- [Passage shown]:
-- Opening Marker --
We found that COPD in non-smokers could increase the risk of 30-day and long-term MACCE. Similarly, Kang et al. showed that non-smokers with COPD had a higher risk of long-term cardiocerebrovascular disease-related mortality compared to non-smokers without COPD28. In addition, smokers with COPD had a higher risk of long-term all-cause mortality and respiratory disease-related mortality compared to non-smokers with COPD. Equivalent to our findings, Saxena et al. found no association between smoking status and early mortality after isolated CABG29. Our results indicated that the negative impact of COPD on the surgical outcome is irrespective of smoking status. However, COPD and concomitant smoking can additively aggravate systemic inflammation30 and outcomes after CABG.
-- Closing Marker --
Stored data entries
-- Opening Marker --
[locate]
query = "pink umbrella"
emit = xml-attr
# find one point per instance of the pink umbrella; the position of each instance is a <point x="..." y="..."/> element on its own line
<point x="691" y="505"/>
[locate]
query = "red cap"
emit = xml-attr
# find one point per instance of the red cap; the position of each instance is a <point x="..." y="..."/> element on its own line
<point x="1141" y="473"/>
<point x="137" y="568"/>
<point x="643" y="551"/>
-- Closing Marker --
-- Opening Marker --
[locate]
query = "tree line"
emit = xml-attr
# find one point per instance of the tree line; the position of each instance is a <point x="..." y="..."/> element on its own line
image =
-- Closing Marker --
- [Prompt]: Can you rewrite the stretch of the COPD passage from "We found that" through "outcomes after CABG.", replacing "non-smokers" with "nonsmokers" wherever it occurs? The lines above are separate material, apart from the COPD passage.

- [Solution]:
We found that COPD in nonsmokers could increase the risk of 30-day and long-term MACCE. Similarly, Kang et al. showed that nonsmokers with COPD had a higher risk of long-term cardiocerebrovascular disease-related mortality compared to nonsmokers without COPD28. In addition, smokers with COPD had a higher risk of long-term all-cause mortality and respiratory disease-related mortality compared to nonsmokers with COPD. Equivalent to our findings, Saxena et al. found no association between smoking status and early mortality after isolated CABG29. Our results indicated that the negative impact of COPD on the surgical outcome is irrespective of smoking status. However, COPD and concomitant smoking can additively aggravate systemic inflammation30 and outcomes after CABG.